**Document**:
Bickenhill is a small village in the civil parish of Bickenhill and Marston Green, in the Solihull district, in the county of the West Midlands, England, on the eastern fringe of the West Midlands conurbation. Bickenhill is home to Birmingham Airport. Bickenhill is also a ward. It is in the historic county of Warwickshire.

History
The manor of Bickenhill was held by Edward the Confessor, by Alward, and then by Turchil. It is recorded in the Domesday Book of 1086. The descendants of Turchil, the Arden family, settled in the area and adopted the surname 'de Bickenhill,' though spelt differently. The name developed into de Bickenhill in the 13th century. In 1295, Alice de Langley gave herself the title Lady of Bickenhill. A manor then developed in Bickenhill and by the 15th century, there were two manors. It is believed that both manors shared rights by the end of the century. The manors were no longer existing by the end of the 16th century.

The parish was rural in the 19th century but began to develop in the early 20th century into a populous area.

**Problems**:
**A.** Retype the lines of the listing below word for word, from the first line of the listing through the line containing "pixel 406 179", both included.
**B.** Continue the passage on the village of Bickenhill from the point where it stops.

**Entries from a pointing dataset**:

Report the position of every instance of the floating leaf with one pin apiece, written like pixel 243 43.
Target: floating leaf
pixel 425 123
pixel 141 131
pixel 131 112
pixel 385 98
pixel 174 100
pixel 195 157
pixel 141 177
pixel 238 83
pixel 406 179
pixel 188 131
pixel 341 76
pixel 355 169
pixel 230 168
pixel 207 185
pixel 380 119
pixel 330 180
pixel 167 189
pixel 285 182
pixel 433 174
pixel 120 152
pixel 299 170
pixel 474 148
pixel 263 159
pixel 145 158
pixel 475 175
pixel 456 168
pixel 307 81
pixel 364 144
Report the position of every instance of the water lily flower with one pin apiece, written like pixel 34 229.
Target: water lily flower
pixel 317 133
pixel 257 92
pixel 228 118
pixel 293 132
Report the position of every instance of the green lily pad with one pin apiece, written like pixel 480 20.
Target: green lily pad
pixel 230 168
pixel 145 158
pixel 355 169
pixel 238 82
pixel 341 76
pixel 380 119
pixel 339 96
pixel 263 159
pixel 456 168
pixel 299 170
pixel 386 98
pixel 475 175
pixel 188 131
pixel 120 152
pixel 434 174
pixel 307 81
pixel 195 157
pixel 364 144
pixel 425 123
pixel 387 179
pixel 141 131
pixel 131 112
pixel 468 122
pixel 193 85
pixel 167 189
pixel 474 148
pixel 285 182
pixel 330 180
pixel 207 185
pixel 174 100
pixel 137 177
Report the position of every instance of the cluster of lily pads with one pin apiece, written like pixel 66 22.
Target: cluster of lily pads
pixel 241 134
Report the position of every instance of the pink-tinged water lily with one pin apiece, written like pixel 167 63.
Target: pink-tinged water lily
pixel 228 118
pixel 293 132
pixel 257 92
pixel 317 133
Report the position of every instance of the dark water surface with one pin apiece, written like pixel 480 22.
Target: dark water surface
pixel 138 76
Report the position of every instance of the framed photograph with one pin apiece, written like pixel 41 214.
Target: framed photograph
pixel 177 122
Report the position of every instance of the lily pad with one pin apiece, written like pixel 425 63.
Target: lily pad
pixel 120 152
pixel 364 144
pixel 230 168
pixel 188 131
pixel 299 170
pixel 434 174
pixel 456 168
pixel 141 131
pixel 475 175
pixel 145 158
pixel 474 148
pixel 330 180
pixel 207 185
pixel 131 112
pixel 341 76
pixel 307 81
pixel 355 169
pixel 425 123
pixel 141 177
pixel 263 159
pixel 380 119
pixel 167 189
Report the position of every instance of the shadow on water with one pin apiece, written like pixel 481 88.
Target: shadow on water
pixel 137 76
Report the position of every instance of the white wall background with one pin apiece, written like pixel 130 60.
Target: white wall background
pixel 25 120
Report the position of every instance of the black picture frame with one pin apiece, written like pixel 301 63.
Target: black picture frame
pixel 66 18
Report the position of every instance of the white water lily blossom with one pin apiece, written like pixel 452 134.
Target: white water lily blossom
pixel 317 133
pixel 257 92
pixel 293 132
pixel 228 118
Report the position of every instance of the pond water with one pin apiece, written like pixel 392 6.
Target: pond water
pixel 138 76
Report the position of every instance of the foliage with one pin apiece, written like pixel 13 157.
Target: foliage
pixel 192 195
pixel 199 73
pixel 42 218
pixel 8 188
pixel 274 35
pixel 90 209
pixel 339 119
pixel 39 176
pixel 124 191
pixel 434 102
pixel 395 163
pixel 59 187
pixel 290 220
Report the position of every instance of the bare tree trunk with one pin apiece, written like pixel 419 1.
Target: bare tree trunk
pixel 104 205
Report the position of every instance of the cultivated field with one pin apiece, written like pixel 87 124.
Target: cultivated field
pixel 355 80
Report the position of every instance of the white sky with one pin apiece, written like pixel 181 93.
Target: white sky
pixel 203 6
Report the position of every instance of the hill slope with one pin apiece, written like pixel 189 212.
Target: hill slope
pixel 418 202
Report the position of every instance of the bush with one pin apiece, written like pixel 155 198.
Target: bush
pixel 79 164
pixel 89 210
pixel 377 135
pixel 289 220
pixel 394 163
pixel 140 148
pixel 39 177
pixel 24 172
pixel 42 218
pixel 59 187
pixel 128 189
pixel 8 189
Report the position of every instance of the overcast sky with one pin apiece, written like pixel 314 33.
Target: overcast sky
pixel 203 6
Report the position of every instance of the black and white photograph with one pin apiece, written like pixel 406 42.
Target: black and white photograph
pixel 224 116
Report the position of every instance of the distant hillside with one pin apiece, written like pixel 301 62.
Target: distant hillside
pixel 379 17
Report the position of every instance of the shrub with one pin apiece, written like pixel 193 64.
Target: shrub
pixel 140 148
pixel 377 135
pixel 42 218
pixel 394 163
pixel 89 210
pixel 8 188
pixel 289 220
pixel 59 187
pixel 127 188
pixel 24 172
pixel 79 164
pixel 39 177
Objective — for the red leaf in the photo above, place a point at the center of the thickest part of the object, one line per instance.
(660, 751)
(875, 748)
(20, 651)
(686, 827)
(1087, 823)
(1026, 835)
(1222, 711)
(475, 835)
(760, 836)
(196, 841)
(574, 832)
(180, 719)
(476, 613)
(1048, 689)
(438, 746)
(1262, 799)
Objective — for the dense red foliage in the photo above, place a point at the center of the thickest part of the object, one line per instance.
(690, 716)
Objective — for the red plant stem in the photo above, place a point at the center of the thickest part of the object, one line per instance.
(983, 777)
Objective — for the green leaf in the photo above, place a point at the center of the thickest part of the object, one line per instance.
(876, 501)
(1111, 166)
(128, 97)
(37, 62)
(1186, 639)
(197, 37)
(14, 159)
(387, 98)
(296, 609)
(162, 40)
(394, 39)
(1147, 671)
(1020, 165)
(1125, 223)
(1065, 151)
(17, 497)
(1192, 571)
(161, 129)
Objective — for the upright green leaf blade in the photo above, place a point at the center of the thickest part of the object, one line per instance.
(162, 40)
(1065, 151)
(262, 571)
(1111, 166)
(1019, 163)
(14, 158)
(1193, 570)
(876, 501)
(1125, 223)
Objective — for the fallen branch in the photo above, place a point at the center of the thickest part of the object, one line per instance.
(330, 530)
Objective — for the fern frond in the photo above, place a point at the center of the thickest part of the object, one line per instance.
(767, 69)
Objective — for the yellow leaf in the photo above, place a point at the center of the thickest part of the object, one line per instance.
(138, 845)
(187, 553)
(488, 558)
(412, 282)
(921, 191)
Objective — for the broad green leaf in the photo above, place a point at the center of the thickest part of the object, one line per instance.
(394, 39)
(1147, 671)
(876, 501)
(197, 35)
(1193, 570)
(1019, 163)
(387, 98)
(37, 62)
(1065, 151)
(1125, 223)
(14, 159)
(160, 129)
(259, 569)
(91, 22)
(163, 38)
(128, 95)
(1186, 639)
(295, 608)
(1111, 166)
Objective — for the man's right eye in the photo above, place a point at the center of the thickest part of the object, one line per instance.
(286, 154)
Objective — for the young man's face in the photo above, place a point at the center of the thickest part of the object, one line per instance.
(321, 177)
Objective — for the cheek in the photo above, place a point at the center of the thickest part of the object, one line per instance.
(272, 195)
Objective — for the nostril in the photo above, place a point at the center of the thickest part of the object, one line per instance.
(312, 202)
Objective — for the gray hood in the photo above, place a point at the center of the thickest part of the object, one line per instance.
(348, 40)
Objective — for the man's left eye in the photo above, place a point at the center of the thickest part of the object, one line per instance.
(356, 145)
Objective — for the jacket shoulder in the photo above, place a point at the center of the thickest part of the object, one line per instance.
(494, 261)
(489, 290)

**Solved tasks**:
**A.**
Report the position of every instance of the floating leaf with one pin apiece, written like pixel 243 43.
Target: floating leaf
pixel 425 123
pixel 141 131
pixel 131 112
pixel 385 98
pixel 174 100
pixel 195 157
pixel 141 177
pixel 238 83
pixel 406 179

**B.**
Many changes to the area were made during the nineteenth century. Solihull parish received a detached part of Bickenhill parish, known as Lyndon Quarter, in 1874. The area had been known as Lyndon or Ulverley, after the Ulverlie family who were the original land-owners in the area. When they constructed a new town at a nearby crossroads, which was to become Solihull, old Ulverley became the Old Town, later corrupted to Olton. Though Elmdon parish lay between Olton and Bickenhill proper, the area was administratively Bickenhill until transfer to Solihull, and finally independent with the building of St. Margaret's parish church. The area had been rapidly suburbanising because of the opening of a railway station at Olton, which allowed those who worked in Birmingham to live there and commute. It soon became a suburb of Birmingham. Marston Green, in the north of the parish proper and now the other side of the airport, suburbanised similarly due to having its own station.

Bickenhill proper, however, was not to benefit from the railway boom, despite having what is now the West Coast Main Line running very nearby. No station was opened near the village until Birmingham International at Birmingham Airport in the 1970s. 
The M42 motorway and the busy A45 road run close by to the East and North of the village respectively.

Before the decision was taken to rebuild Wembley Stadium in north London, Bickenhill was a contender to be the site of the new national stadium, indeed the supposed forerunner. National posters on behalf of the Wembley bid proclaimed, 'One day I'll play at Bickenhill...', in a tongue-in-cheek offensive against the proposal.

Solihull's landfill site is located in Bickenhill, and that of North Warwickshire in Little Packington, visible from the village.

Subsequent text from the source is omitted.